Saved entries
· · · · ·

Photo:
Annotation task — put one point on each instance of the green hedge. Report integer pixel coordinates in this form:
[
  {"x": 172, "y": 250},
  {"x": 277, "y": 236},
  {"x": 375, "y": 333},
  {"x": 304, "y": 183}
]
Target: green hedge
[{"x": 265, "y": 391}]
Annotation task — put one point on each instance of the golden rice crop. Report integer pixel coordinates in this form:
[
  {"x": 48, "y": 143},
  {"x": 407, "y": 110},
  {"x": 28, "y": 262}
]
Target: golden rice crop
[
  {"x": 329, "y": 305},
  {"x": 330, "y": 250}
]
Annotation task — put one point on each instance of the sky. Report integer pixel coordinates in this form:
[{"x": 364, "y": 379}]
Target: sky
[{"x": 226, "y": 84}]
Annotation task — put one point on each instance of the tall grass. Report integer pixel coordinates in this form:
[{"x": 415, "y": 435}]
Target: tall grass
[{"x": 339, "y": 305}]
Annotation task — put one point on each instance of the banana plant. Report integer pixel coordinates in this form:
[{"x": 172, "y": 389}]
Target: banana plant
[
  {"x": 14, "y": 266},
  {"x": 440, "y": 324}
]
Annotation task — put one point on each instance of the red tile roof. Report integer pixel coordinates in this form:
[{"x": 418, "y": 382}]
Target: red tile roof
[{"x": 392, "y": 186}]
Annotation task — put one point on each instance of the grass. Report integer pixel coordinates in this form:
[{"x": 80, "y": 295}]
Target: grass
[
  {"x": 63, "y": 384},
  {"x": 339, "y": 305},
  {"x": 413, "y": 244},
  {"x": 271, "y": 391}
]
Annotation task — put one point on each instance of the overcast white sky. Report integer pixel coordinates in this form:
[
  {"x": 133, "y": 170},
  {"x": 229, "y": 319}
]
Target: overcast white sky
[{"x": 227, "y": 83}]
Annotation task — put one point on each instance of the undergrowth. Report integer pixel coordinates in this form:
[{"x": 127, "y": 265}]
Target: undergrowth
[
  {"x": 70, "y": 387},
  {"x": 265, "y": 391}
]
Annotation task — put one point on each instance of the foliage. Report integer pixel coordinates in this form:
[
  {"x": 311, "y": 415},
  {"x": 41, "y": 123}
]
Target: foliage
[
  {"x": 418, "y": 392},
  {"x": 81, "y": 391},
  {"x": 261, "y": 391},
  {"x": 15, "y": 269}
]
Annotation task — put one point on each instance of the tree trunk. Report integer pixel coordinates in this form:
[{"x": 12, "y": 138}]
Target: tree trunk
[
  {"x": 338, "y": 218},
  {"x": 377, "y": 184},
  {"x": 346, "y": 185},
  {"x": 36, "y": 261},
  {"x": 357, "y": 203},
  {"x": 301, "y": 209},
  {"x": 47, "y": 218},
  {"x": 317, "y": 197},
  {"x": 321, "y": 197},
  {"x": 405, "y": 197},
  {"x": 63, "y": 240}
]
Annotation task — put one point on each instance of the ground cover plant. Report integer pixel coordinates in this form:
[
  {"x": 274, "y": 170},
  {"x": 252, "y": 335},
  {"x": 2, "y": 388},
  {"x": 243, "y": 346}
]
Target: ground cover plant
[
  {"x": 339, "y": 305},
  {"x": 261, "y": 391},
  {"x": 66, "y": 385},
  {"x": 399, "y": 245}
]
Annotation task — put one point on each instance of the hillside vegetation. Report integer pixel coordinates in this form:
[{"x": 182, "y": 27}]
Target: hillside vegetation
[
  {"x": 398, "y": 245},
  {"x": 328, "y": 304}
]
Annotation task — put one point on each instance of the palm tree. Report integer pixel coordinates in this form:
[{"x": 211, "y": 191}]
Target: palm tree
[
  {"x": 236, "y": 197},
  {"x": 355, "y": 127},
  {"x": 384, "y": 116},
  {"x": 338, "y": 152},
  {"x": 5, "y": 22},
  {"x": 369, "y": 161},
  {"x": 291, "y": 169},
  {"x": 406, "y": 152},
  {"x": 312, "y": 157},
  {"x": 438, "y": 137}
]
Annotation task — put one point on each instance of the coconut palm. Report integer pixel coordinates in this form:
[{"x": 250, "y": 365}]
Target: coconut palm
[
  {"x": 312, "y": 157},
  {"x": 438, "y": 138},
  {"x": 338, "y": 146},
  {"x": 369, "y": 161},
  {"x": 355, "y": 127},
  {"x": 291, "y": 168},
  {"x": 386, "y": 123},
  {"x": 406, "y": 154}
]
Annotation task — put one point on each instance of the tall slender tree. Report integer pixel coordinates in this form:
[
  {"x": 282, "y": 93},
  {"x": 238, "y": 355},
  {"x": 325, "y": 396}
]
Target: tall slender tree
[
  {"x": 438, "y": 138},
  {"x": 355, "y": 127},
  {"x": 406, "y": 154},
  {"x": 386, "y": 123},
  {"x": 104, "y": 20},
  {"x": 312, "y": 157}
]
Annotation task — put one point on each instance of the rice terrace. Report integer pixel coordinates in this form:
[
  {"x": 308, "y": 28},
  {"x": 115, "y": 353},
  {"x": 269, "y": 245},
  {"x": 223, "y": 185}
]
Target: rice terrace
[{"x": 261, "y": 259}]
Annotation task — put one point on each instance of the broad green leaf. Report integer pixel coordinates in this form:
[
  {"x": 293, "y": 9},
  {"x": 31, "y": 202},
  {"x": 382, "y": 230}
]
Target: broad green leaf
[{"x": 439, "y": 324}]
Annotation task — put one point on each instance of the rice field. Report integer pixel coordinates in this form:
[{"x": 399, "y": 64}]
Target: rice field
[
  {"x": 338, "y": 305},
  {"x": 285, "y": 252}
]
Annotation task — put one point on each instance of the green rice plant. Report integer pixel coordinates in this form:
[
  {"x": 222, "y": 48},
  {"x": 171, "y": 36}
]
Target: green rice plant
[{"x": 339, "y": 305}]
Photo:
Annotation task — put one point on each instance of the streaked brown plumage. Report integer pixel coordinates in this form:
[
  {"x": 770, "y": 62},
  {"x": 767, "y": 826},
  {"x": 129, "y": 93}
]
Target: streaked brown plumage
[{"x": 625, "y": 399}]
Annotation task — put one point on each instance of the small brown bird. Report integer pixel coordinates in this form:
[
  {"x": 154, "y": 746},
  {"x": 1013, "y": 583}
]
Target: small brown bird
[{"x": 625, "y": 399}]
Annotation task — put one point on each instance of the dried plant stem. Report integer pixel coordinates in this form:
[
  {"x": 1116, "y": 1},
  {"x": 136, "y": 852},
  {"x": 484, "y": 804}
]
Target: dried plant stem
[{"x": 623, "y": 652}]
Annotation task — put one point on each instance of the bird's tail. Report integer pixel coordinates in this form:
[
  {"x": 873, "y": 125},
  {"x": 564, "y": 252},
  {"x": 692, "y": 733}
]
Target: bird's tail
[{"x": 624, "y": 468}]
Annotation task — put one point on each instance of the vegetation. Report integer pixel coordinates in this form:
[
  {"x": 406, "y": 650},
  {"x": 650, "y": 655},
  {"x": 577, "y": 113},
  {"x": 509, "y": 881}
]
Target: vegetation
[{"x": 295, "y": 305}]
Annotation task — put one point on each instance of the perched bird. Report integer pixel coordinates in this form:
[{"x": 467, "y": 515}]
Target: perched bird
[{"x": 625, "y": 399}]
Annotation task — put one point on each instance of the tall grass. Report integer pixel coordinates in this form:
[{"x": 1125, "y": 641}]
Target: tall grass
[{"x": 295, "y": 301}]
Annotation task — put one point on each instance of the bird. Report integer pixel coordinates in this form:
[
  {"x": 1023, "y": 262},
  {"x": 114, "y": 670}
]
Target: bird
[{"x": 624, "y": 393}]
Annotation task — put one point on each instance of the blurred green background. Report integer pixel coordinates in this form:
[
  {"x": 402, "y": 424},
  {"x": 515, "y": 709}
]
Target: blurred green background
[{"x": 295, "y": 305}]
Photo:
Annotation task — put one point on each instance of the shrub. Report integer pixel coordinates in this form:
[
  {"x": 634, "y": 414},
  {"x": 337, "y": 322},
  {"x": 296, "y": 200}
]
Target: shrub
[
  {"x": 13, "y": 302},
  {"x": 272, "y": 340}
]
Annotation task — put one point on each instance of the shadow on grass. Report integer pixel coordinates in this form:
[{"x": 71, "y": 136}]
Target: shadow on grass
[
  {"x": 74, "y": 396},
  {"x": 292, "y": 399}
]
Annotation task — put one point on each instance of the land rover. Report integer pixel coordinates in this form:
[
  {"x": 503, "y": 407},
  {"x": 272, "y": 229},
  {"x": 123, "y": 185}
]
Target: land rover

· · · · ·

TASK TO COMPLETE: Where in the entries above does the word "land" appear? Copy each line that has it.

WRITTEN SOLUTION:
Annotation task — put one point on each instance of the land rover. Report integer pixel coordinates in this form:
Target: land rover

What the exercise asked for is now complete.